> Leestekst:
Minister bevestigt: ‘Champost is dierlijke mest’
Voor champost geldt op dit moment een werkingscoëfficiënt van 25 procent. Dat wil zeggen dat 25 procent van de totale hoeveelheid stikstof moet worden meegeteld in de stikstofgebruiksnorm. De werkingscoëfficiënt van compost komt uit op 10 procent.
Fosfaatgebruiksnorm blijft limiterend
Wiersma benadrukt in de brief dat een eventuele aanpassing van de werkingscoëfficiënt weliswaar enige ruimte en lucht kan bieden aan veehouders, maar dat de fosfaatgebruiksruimte in de meeste gevallen limiterend is en blijft. De minister gaat duidelijk niet mee in het idee dat champost en compost twee vergelijkbare meststoffen zijn, die op dezelfde manier en in dezelfde hoeveelheden moeten kunnen worden ingezet.

> Opdrachten:
a - Neem alstublieft uit de tekst over champost woordelijk het deel over vanaf "Minister bevestigt: ‘Champost" tot en met "op 10 procent.".
b - Op welk percentage komt de werkingscoëfficiënt van compost uit volgens de tekst over champost?
De vermeldingen heb je hiervoor niet nodig.

> Ruwe gegevens:
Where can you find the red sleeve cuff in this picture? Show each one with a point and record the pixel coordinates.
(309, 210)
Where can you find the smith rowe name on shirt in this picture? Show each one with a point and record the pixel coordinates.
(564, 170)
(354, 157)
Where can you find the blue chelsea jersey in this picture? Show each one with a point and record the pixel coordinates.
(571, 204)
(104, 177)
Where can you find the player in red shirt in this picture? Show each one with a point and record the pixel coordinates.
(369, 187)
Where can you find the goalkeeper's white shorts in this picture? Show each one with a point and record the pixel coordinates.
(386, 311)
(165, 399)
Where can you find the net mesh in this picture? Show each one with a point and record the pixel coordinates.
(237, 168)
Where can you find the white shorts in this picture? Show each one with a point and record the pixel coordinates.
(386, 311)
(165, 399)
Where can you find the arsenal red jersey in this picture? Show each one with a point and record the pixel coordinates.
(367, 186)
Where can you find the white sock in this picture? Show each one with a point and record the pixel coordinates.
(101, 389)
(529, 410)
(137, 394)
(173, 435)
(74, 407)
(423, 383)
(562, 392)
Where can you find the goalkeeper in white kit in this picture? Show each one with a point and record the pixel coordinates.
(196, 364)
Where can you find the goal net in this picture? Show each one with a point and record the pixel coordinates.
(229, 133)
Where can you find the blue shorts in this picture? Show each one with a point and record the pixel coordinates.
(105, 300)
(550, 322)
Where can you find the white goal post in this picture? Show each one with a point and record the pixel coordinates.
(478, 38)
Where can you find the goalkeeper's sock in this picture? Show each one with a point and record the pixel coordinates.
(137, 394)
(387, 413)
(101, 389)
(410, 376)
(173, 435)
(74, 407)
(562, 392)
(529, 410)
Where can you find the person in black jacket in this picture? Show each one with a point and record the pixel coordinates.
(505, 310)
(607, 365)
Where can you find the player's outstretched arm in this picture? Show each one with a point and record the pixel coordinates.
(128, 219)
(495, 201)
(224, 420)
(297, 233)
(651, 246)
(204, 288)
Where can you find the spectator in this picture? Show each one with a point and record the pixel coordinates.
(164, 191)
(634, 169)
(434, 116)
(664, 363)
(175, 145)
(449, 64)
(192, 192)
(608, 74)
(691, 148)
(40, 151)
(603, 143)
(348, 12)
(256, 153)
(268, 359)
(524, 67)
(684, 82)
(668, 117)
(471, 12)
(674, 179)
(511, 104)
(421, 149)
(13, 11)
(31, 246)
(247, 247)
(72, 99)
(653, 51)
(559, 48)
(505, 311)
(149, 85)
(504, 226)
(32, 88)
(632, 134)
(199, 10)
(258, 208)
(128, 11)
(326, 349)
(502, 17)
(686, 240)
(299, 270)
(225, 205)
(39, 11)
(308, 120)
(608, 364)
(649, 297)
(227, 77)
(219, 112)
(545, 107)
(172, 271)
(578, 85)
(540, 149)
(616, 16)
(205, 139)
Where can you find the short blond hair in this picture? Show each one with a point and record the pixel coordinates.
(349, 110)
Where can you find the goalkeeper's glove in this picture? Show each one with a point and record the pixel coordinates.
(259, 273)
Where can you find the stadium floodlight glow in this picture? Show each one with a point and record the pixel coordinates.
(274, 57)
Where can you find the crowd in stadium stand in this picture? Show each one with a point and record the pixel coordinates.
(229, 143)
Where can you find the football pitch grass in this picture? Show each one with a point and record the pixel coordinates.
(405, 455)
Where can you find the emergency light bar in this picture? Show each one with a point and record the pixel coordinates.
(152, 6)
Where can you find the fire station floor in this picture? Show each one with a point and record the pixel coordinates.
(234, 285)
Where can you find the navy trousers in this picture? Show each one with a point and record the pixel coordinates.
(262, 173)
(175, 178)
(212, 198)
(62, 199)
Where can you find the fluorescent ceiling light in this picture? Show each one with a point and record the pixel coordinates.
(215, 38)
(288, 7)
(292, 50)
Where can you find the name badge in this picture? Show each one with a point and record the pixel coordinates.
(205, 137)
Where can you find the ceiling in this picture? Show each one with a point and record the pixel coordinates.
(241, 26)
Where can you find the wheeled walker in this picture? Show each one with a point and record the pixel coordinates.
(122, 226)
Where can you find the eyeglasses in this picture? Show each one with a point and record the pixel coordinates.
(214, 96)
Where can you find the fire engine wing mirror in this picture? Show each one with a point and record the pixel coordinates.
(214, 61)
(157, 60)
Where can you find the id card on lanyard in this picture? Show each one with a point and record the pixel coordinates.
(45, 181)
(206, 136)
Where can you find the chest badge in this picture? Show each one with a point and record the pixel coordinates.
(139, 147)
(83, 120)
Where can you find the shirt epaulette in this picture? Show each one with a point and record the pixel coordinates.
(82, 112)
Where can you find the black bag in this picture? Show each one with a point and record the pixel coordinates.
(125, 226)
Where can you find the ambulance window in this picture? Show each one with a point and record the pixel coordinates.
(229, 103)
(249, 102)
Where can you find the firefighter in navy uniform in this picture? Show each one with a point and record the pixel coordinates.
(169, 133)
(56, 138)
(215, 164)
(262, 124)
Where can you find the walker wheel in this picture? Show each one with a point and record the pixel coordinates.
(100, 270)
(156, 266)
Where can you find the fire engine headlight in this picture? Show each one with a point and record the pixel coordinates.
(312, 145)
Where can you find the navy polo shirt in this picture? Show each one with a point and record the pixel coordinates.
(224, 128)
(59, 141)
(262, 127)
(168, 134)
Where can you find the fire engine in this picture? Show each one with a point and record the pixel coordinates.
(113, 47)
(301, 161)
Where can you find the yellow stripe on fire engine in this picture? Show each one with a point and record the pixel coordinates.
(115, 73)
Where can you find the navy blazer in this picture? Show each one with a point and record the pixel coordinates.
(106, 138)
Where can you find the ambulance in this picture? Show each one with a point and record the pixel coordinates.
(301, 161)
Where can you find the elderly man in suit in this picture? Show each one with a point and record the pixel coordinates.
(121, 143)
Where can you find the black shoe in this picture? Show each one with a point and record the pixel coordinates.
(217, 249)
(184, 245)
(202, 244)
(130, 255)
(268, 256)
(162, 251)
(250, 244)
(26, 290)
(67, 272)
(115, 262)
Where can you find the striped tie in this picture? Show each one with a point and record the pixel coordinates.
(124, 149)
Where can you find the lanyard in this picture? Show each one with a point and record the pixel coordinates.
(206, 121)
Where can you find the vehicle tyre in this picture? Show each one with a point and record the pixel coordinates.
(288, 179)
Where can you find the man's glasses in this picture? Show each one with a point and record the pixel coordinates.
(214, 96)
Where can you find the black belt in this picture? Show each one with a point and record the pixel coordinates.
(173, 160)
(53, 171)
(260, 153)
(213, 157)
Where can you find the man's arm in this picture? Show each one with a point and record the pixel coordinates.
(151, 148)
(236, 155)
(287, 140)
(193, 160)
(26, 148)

> Resultaten:
a -
Minister bevestigt: ‘Champost is dierlijke mest’
Voor champost geldt op dit moment een werkingscoëfficiënt van 25 procent. Dat wil zeggen dat 25 procent van de totale hoeveelheid stikstof moet worden meegeteld in de stikstofgebruiksnorm. De werkingscoëfficiënt van compost komt uit op 10 procent.

b - 10 procent